Directions =
Leave out the pictures and transcribe every entry below exactly.

Records for the task =
^^^^^^^^^^^^^^^^

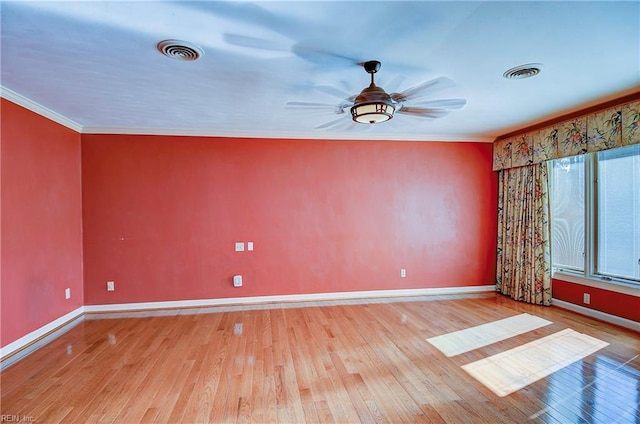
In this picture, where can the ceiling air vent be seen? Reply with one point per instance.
(523, 71)
(180, 50)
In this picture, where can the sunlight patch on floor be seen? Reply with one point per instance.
(509, 371)
(462, 341)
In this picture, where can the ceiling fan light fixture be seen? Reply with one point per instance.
(372, 112)
(373, 104)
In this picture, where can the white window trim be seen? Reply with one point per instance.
(618, 286)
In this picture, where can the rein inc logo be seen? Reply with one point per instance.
(17, 418)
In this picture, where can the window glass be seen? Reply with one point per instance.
(567, 213)
(618, 213)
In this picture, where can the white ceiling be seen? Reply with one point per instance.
(95, 65)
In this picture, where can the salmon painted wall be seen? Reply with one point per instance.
(162, 214)
(613, 303)
(41, 244)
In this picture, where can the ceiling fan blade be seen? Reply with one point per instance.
(253, 42)
(423, 112)
(423, 89)
(442, 103)
(330, 124)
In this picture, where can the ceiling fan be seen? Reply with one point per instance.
(373, 105)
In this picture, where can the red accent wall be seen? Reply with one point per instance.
(613, 303)
(41, 244)
(162, 214)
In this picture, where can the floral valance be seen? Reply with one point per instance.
(606, 129)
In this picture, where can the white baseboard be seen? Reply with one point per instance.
(287, 298)
(37, 338)
(623, 322)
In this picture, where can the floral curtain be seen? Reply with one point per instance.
(606, 129)
(524, 259)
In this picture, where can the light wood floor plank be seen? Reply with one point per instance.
(343, 362)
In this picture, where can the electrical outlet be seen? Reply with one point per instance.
(237, 281)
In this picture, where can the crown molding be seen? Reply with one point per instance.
(321, 135)
(29, 104)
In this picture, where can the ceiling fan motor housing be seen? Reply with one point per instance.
(373, 105)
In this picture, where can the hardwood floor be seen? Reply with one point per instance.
(358, 361)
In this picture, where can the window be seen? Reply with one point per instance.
(595, 214)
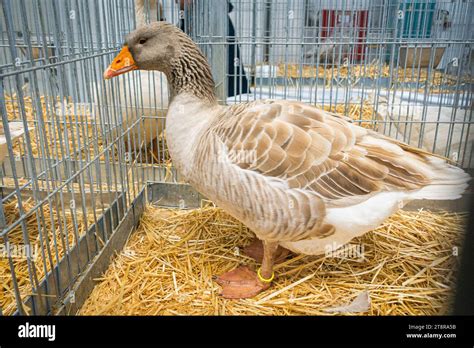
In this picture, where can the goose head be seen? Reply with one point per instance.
(151, 47)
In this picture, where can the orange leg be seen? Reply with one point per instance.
(245, 283)
(255, 251)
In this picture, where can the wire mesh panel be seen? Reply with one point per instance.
(403, 68)
(67, 179)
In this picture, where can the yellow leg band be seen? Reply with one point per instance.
(263, 279)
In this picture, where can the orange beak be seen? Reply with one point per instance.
(121, 64)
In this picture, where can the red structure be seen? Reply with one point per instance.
(335, 22)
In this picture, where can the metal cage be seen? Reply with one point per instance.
(79, 153)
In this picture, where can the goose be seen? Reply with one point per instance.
(144, 95)
(300, 178)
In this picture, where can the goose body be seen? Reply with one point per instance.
(299, 177)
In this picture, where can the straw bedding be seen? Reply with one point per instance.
(355, 72)
(67, 124)
(407, 267)
(56, 221)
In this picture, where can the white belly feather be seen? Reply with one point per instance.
(351, 222)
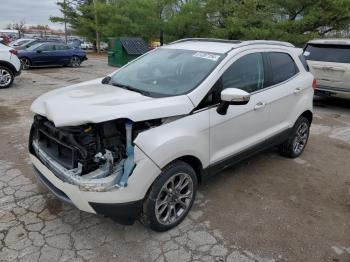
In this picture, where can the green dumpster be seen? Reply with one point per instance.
(122, 50)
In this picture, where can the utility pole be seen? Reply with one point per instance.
(65, 20)
(96, 25)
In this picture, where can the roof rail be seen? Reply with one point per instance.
(207, 40)
(266, 42)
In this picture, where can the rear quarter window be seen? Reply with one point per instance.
(282, 67)
(303, 61)
(328, 53)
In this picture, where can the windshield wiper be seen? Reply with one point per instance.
(127, 87)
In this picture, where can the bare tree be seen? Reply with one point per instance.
(20, 26)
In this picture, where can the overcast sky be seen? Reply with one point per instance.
(32, 11)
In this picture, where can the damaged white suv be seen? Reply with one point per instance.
(135, 144)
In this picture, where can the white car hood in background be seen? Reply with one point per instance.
(93, 102)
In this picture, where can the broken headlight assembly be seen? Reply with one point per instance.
(95, 157)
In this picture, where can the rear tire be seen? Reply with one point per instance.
(75, 61)
(294, 146)
(6, 77)
(170, 197)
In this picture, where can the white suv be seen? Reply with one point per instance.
(10, 66)
(137, 143)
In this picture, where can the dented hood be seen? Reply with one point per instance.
(93, 102)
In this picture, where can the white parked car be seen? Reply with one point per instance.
(329, 61)
(137, 143)
(10, 66)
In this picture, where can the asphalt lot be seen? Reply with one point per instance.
(267, 208)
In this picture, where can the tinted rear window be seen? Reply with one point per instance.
(328, 53)
(283, 67)
(303, 61)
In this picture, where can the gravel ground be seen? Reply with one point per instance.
(267, 208)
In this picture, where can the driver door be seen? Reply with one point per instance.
(45, 55)
(243, 126)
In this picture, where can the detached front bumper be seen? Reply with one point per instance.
(123, 205)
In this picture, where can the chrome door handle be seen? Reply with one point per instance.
(259, 105)
(297, 90)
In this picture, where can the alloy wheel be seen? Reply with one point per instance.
(174, 199)
(75, 61)
(300, 138)
(5, 77)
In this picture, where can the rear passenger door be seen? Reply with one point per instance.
(45, 54)
(62, 54)
(287, 86)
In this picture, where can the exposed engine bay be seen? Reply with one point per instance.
(95, 157)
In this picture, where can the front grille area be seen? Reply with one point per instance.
(57, 192)
(63, 153)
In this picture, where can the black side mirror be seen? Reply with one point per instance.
(106, 80)
(232, 96)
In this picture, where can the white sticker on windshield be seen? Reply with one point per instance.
(207, 56)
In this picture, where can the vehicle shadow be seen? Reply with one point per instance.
(331, 102)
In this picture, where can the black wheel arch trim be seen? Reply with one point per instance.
(11, 67)
(123, 213)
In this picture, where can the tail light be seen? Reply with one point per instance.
(314, 84)
(13, 51)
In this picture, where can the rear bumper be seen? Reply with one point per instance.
(331, 89)
(18, 72)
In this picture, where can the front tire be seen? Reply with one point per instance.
(6, 77)
(26, 64)
(296, 143)
(170, 197)
(75, 61)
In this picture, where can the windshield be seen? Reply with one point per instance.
(35, 46)
(167, 72)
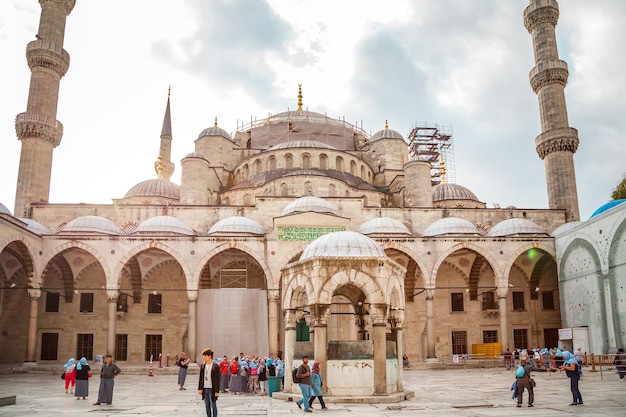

^^^^^^^^^^^^^^^^

Output below =
In this picture, where can the ceiling air vent be seen? Reply with one point per instance.
(523, 71)
(180, 50)
In this picture, where can the sunlight patch on floor be seen? Reply with one point per instance.
(509, 371)
(462, 341)
In this picture, where can the ceiling fan light fixture be seen? Reply with one point per instance.
(372, 112)
(373, 104)
In this picture, where can the white window trim be seen? Reply with one point per instance.
(618, 286)
In this picture, where can the rein inc logo be seen? Reply with one point per instance.
(17, 418)
In this picture, where can the window glass be seen? Reply with one point per instance.
(567, 213)
(618, 213)
In this picture, where can the white ceiling be seen? Reply with one point per instance.
(95, 65)
In this picture, where can the salmon painted wall be seen? Reply with one point per instance.
(162, 214)
(613, 303)
(41, 244)
In this picture, where can the ceiling fan blade be seen? Reply with one point per instance.
(253, 42)
(423, 112)
(423, 89)
(442, 103)
(330, 124)
In this picture, where can the ceiling fan be seen? Reply with one point per instance.
(373, 105)
In this picture, where can the red accent wall be seen? Reply with one point per instance.
(613, 303)
(41, 244)
(162, 214)
In this picture, where can the floral valance be seen? Reply with one point per instance.
(606, 129)
In this picture, where can the white baseboard be seen? Reply with one point per instance.
(287, 298)
(37, 338)
(623, 322)
In this picture, where can the floral curtain be seen? Reply with one point per instance.
(606, 129)
(524, 259)
In this picture, where can the light wood floor plank be seen? Reply with one point per instance.
(343, 362)
In this picture, where can the electrical outlet be seen? Reply with one point per instance.
(237, 281)
In this picture, where can the crown molding be seen? Reply with one point per instance.
(321, 135)
(29, 104)
In this picture, where can the ceiling fan motor housing be seen? Reply with one point per instance.
(373, 105)
In this picture, where can the hardwood floor be seen? Reply with one point per instance.
(358, 361)
In this picture, where can the window be seen? Reply with one point per instance.
(595, 214)
In this picture, where can the goose head be seen? Reply with one point per instance.
(151, 47)
In this picture, where can the orange leg be seen? Reply with one point per instance.
(245, 283)
(255, 251)
In this picture, where can the wire mesh panel be seen? Reply with one point per instance.
(403, 68)
(67, 179)
In this picture, where can the yellow leg band be seen? Reply with one point per instance.
(263, 279)
In this picture, where can the orange beak be seen? Reply with one point per instance.
(121, 64)
In this picture, where can the red structure be seen? Reply with one point per instance.
(335, 22)
In this picture, where can the metal cage be seen? Reply with one point per instance.
(79, 153)
In this picture, where can the goose be seen? Reply with one point per instance.
(144, 95)
(300, 178)
In this picture, where can the goose body be seen? Reply with one point per instance.
(299, 177)
In this picture, where can the straw bedding be seen? Reply with one point per instance.
(355, 72)
(67, 124)
(407, 267)
(56, 221)
In this picture, where can the white belly feather be seen? Reply with one point per instance.
(351, 222)
In this picture, where can the green dumpster be seen? Reply with one point per instance.
(122, 50)
In this picture, where can the utility pole be seen? Reply with one point per instance.
(65, 20)
(96, 25)
In this picture, where can the roof rail be seen? Reply with one point per instance.
(207, 40)
(266, 42)
In this picture, where can the rear quarter window be seen? Reply with one point per instance.
(282, 67)
(303, 61)
(328, 53)
In this picture, where can the windshield wiper be seen? Reply with one point per instance.
(127, 87)
In this picture, where can the bare tree be seen? Reply with one point per instance.
(20, 26)
In this picture, where can the overcast sky be seen? Reply with one point per instance.
(32, 11)
In this picture, where can the damaged white suv be seen? Reply with one point per instance.
(135, 144)
In this picture, where can the white car hood in background be seen? Reply with one point per instance.
(93, 102)
In this picture, where can the broken headlight assembly be seen? Reply with one point per instance.
(95, 157)
In this picture, where can the rear tire be seen? Reply with one point per instance.
(75, 61)
(294, 146)
(6, 77)
(170, 197)
In this picture, where can the white suv be seen? Reply with one point per instance.
(10, 66)
(137, 143)
In this picture, where can the dented hood be seen? Reply with one point per instance.
(93, 102)
In this picture, where can the white parked car be seen? Reply with one point per instance.
(329, 61)
(137, 143)
(10, 66)
In this picture, where can the asphalt lot be seen? Reply with one point per instance.
(267, 208)
In this picture, where can the tinted rear window be seen? Reply with one point per instance.
(328, 53)
(283, 67)
(303, 61)
In this picture, where can the gravel ground be seen? Reply with one point per instance.
(267, 208)
In this picture, where can the driver door be seen? Reply with one point per instance.
(45, 55)
(243, 126)
In this picture, where can the detached front bumper be seen? Reply with one point per instance.
(123, 205)
In this picture, where can the chrome door handle be seen? Reply with one point per instance.
(259, 105)
(297, 90)
In this picture, where can the alloy wheel be seen? Reply with one point per instance.
(174, 199)
(75, 61)
(300, 138)
(5, 77)
In this picture, where can the rear passenger door be seen? Reply with one point per instance.
(45, 54)
(62, 54)
(287, 86)
In this picture, where can the exposed engine bay be seen? Reply with one point per instance.
(95, 157)
In this picture, where can the front grille area be seen? Reply with one point per instance.
(57, 192)
(63, 153)
In this picture, where can the black side mirror be seen? Reply with one point per instance.
(106, 80)
(232, 96)
In this picture, where can the white sticker on windshield be seen? Reply with one point per instance.
(207, 56)
In this picture, where can the vehicle shadow be seen? Reply with one point per instance.
(331, 102)
In this picture, where can the black wheel arch trim be seen? Reply with one point per instance.
(11, 67)
(123, 213)
In this picture, where can the tail light be seen? Reply with one point per instance.
(314, 84)
(13, 51)
In this picture, where can the rear bumper be seen? Reply with one point per instance.
(331, 89)
(18, 72)
In this picture, where can the front tire be seen? Reply with one point per instance.
(6, 77)
(26, 64)
(296, 143)
(170, 197)
(75, 61)
In this picture, where can the windshield be seen? Reply with one point per instance.
(35, 46)
(167, 72)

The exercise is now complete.